◆ **Problems and tasks**
• A. List every percentage figure in the article on Netflix and Peloton stock, in the order it appears.
• B. Continue the article on Netflix and Peloton stock from its last sentence.

** Extract follows **

Netflix (NFLX -3.80%) and Peloton (PTON -3.26%)have seen their shares beaten down in 2021. While Netflix is up just 1%, Peloton  stock is down about 17%. Investors are concerned that the companies will become victims of a loss of consumer interest as economies reopen. Both were big winners during the pandemic. 

Still, worries may be overblown as Netflix and Peloton were thriving even before the pandemic. Sure, lockdowns provided a boost, but that doesn't mean reopening makes them a poor investment. The negative sentiment could be an opportunity for long-term investors. 

Two kids looking at a tablet.

Image source: Getty Images.

A powerful flywheel 

Netflix is approaching an inflection point. The company has attracted enough subscribers and raised prices enough to be cash flow positive from here on out. Here is what management said on the matter in a shareholder letter: "As we discussed last quarter, we believe we are very close to being sustainably FCF [Free Cash Flow] positive and that we no longer have a need to raise external financing to fund our day-to-day operations."

** End of Extract **
** Supplied material follows **

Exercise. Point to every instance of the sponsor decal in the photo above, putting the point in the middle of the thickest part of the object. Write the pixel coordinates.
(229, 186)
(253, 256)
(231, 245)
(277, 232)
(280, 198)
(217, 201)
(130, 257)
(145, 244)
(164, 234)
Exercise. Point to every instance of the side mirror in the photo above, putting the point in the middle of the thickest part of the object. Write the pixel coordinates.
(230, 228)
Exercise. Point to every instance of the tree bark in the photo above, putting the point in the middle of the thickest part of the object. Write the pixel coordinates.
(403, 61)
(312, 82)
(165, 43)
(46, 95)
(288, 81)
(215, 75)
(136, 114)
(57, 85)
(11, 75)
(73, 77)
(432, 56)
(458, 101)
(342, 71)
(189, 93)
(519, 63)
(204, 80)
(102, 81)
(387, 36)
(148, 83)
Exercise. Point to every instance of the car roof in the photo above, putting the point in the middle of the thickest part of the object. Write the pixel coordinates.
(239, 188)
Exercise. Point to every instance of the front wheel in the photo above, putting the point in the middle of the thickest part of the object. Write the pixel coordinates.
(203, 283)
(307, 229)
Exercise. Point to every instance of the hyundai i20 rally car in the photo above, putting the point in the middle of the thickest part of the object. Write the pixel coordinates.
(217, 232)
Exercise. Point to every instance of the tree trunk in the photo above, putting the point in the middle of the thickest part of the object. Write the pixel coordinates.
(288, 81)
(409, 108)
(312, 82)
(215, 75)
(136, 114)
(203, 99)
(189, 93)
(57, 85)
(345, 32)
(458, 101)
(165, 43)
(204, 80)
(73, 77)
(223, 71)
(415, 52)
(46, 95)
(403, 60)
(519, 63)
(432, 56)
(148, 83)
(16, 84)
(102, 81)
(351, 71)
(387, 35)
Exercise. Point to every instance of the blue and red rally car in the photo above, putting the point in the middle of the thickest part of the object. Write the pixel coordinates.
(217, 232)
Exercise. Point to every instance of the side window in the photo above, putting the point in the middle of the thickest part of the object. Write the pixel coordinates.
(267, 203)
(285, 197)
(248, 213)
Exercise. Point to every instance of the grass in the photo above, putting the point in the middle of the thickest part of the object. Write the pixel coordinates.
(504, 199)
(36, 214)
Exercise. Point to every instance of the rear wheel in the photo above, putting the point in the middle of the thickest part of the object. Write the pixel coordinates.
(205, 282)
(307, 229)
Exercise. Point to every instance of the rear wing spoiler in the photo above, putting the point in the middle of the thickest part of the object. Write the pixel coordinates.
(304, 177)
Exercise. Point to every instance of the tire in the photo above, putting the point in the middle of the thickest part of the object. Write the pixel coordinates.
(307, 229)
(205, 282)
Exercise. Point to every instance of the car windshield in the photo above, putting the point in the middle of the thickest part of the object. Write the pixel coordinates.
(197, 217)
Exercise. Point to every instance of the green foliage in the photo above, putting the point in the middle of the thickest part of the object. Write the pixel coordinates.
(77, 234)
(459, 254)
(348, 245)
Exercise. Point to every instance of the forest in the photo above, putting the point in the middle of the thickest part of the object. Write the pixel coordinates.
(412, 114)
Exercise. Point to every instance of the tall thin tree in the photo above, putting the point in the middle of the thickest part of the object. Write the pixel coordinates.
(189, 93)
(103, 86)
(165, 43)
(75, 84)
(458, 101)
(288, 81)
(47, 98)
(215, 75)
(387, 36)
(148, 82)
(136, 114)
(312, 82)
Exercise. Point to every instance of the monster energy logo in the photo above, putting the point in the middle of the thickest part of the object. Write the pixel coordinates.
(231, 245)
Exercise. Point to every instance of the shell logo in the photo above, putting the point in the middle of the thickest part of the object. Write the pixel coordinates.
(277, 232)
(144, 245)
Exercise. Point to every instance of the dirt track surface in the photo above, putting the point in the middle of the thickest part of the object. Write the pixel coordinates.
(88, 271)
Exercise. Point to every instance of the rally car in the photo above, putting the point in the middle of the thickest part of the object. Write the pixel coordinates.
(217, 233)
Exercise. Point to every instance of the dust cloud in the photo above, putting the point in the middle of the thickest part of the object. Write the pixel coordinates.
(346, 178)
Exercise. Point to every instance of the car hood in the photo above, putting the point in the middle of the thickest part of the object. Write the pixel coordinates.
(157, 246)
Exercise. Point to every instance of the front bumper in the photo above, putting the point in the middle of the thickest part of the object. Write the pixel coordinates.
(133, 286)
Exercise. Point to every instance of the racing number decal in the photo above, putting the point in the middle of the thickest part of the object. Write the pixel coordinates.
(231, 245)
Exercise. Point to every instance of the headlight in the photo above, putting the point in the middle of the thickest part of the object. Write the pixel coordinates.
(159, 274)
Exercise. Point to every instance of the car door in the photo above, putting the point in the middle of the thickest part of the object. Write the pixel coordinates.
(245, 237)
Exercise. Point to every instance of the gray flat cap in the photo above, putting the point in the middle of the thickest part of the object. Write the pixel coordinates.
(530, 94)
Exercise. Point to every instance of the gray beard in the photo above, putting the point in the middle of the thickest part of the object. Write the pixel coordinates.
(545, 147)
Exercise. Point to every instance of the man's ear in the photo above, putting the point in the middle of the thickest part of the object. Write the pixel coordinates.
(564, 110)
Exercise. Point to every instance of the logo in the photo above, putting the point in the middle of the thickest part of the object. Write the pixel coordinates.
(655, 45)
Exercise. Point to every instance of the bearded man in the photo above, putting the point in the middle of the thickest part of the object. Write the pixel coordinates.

** End of Supplied material **

◆ **Written answers**
• A. -3.80%, -3.26%, 1%, 17%

• B.
As of March 31, Netflix had 208 million subscribers, which allowed it to generate nearly $7.2 billion in revenue in the first quarter. Even with no member additions or price increases, that would be an annual run rate of around $28.6 billion. The steady flowing stream of revenue gives Netflix the power to build a massive content library that will attract and retain subscribers. Indeed, Netflix plans to spend $17 billion on content in 2021.

Netflix's scale efficiencies show up in its operating profit margin, which increased from 4.3% in 2016 to 18.3% in 2020. It costs Netflix roughly the same if 10 million people or 20 million people are streaming content on the platform.

While the pandemic accelerated demand for streaming entertainment content, the shift from linear TV to streaming is a long-lasting tailwind at Netflix's back. 

Bottom half of a person pedaling on an exercise bike.

Image source: Getty Images.

Convenience in exercise

At the onset of the coronavirus pandemic, the lockdowns fueled sales of Peloton's popular exercise products, to be sure. However, sales were already growing over 100% per year for six years.

The company's products and services are immensely popular with consumers, and Peloton has received a net promoter score, which measures customer loyalty, satisfaction, and enthusiasm, of 94. Peloton has built up 2 million connected fitness subscribers, who pay a monthly fee to access workout content. Still, 52 million folks have expressed interest in learning more about a Peloton product or service, highlighting the broad addressable market in front of Peloton.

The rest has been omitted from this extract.